WORK REQUEST: Update the listing from its start through the line containing "positive clicks: (196, 164)", replacing "rough mask" with "coarse mask" and leaving everything else unchanged. Leave the pictures out of your answer.

Source data
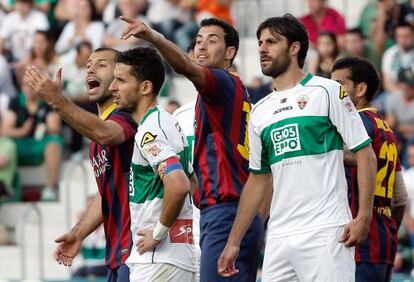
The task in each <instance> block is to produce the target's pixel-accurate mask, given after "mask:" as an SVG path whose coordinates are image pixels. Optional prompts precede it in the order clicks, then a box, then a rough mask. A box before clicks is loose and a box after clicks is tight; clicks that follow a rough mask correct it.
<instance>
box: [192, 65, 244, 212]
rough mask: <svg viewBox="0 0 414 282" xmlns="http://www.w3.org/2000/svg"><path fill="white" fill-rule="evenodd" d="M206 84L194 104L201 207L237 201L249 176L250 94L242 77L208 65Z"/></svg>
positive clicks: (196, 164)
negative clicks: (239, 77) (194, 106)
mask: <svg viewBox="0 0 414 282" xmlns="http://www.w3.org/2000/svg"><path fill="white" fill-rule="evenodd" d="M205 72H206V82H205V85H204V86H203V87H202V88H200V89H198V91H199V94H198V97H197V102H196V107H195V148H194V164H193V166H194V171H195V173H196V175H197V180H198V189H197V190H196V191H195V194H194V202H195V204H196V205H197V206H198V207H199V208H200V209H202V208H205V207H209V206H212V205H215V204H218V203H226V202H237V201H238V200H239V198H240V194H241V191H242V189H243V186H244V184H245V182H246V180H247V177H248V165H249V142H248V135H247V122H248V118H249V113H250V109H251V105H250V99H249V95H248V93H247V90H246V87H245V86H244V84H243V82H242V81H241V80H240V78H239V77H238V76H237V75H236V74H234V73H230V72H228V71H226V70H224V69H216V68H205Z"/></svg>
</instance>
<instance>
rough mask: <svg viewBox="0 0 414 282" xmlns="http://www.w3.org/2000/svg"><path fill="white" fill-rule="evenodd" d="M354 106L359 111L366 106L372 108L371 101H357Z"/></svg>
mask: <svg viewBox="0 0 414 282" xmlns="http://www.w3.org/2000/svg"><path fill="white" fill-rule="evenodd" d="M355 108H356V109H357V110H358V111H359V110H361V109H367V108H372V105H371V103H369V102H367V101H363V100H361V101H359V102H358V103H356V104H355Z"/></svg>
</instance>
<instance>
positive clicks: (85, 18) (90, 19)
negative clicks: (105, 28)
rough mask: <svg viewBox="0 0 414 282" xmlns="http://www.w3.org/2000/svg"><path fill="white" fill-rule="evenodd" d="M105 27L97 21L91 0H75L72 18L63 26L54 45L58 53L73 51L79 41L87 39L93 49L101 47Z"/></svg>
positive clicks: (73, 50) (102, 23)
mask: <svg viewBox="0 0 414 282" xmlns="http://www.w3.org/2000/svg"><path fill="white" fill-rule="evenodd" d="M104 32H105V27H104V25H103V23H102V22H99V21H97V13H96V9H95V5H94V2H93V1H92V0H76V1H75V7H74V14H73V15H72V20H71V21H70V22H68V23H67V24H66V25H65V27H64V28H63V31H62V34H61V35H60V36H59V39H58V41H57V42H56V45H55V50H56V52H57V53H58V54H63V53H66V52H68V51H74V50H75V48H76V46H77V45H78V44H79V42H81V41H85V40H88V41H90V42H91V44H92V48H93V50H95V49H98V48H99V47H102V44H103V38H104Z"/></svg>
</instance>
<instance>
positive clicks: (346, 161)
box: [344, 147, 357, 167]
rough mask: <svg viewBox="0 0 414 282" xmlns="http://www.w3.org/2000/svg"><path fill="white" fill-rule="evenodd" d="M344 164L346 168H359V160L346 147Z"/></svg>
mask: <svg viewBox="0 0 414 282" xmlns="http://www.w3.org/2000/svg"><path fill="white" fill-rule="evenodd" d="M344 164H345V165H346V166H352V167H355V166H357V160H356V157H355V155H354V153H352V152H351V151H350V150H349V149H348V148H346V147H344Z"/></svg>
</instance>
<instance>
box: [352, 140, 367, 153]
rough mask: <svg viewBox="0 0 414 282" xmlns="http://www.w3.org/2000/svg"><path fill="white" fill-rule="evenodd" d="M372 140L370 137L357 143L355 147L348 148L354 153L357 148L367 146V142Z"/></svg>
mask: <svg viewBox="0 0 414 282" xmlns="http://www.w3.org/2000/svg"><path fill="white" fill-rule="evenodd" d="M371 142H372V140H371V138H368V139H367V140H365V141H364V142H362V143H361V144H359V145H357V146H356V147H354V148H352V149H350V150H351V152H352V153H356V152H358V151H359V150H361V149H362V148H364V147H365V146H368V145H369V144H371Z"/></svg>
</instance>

ANSWER SECTION:
The task in each <instance> block is to produce the target's pixel-accurate mask, given after "mask:" as an SVG path whose coordinates are image pixels. Optional prompts precede it in the order clicks, then a box, then a coarse mask. A box before clicks is loose and a box after clicks is tight; clicks that follow a coarse mask correct it.
<instance>
box: [192, 65, 244, 212]
coarse mask: <svg viewBox="0 0 414 282" xmlns="http://www.w3.org/2000/svg"><path fill="white" fill-rule="evenodd" d="M206 84L194 104L201 207L237 201L249 176L250 94L242 77L208 65Z"/></svg>
positive clicks: (196, 164)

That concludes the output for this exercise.